> _Request_
Please copy out the entire listing below, reproducing every line without change.

Supplied data: Begin

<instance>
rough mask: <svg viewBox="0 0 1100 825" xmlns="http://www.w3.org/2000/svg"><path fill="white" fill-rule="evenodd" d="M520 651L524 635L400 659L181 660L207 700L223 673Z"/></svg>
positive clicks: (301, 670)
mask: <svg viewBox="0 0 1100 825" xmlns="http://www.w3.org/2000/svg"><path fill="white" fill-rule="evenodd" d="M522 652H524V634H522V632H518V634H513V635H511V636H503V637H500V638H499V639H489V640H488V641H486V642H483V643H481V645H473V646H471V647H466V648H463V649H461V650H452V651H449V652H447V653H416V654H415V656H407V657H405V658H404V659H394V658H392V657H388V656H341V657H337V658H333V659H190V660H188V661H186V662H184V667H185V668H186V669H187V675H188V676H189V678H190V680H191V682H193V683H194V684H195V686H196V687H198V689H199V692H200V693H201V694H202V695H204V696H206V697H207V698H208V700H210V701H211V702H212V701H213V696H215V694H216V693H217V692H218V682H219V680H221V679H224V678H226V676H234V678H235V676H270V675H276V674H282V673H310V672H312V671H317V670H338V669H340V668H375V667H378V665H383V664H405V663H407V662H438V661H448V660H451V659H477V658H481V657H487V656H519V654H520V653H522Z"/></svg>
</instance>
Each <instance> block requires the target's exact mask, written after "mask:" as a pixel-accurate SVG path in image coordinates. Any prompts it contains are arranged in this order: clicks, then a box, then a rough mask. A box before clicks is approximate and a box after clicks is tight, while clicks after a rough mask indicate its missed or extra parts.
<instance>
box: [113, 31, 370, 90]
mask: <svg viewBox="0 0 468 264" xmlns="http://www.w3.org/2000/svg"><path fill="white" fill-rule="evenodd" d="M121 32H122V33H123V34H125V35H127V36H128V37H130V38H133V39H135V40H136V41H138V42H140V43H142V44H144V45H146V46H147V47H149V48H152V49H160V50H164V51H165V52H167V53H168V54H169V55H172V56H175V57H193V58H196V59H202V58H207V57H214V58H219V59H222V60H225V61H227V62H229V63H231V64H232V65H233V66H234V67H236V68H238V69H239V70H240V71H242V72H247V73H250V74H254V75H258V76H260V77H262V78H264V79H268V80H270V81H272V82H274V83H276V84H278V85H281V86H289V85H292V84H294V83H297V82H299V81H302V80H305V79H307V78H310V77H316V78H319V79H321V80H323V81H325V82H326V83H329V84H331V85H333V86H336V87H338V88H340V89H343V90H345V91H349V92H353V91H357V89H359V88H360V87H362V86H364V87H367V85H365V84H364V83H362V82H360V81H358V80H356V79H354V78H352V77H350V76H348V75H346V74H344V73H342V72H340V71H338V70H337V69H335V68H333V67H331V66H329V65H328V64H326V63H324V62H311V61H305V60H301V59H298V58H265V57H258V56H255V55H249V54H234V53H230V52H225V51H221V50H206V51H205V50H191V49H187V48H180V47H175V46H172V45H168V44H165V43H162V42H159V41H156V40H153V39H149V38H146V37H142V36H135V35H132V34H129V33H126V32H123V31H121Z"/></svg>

Supplied data: End

> _Solution to this exercise_
<instance>
rough mask: <svg viewBox="0 0 1100 825" xmlns="http://www.w3.org/2000/svg"><path fill="white" fill-rule="evenodd" d="M520 651L524 635L400 659L181 660L207 700L223 673Z"/></svg>
positive clicks: (301, 670)
mask: <svg viewBox="0 0 1100 825" xmlns="http://www.w3.org/2000/svg"><path fill="white" fill-rule="evenodd" d="M522 652H524V634H522V632H518V634H513V635H511V636H503V637H500V638H499V639H489V640H488V641H486V642H483V643H481V645H473V646H471V647H466V648H463V649H461V650H452V651H449V652H447V653H416V654H415V656H407V657H405V658H404V659H394V658H392V657H388V656H341V657H337V658H333V659H190V660H188V661H186V662H184V667H185V668H186V669H187V675H188V676H189V678H190V680H191V682H193V683H194V684H195V686H196V687H198V689H199V692H200V693H201V694H202V695H204V696H206V697H207V698H208V700H210V701H211V702H212V701H213V696H215V694H216V693H217V692H218V682H219V680H221V679H224V678H226V676H234V678H235V676H270V675H276V674H282V673H310V672H312V671H317V670H338V669H340V668H375V667H378V665H383V664H405V663H407V662H438V661H448V660H451V659H477V658H481V657H487V656H519V654H520V653H522Z"/></svg>
</instance>
Each <instance> block requires the target's exact mask, written after "mask:" as a pixel-accurate SVG path in image coordinates. Any prompts it contains are arranged in this order: clicks, then a box, then a rough mask. A box before clicks is approximate and a box after clicks is tight, while clicks after a rough mask indicate its missed or extra parts.
<instance>
box: [113, 31, 370, 90]
mask: <svg viewBox="0 0 468 264" xmlns="http://www.w3.org/2000/svg"><path fill="white" fill-rule="evenodd" d="M121 32H122V33H123V34H125V35H127V36H128V37H130V38H133V39H135V40H136V41H138V42H140V43H142V44H144V45H146V46H147V47H149V48H152V49H160V50H164V51H165V52H167V53H168V54H169V55H172V56H175V57H193V58H196V59H202V58H207V57H214V58H219V59H222V60H225V61H227V62H229V63H231V64H232V65H233V66H234V67H236V68H238V69H239V70H240V71H242V72H247V73H250V74H254V75H258V76H260V77H262V78H264V79H268V80H270V81H272V82H274V83H276V84H278V85H281V86H289V85H292V84H294V83H297V82H299V81H302V80H305V79H307V78H310V77H316V78H319V79H321V80H323V81H325V82H326V83H329V84H331V85H333V86H336V87H338V88H340V89H343V90H345V91H349V92H353V91H357V89H359V88H360V87H362V86H364V87H367V85H365V84H364V83H362V82H360V81H358V80H356V79H354V78H352V77H350V76H348V75H346V74H344V73H342V72H340V71H338V70H337V69H335V68H333V67H331V66H329V65H328V64H326V63H324V62H311V61H305V60H301V59H298V58H265V57H258V56H255V55H249V54H234V53H230V52H225V51H221V50H206V51H205V50H191V49H187V48H180V47H175V46H172V45H168V44H165V43H162V42H159V41H156V40H153V39H149V38H146V37H142V36H135V35H132V34H129V33H126V32H123V31H121Z"/></svg>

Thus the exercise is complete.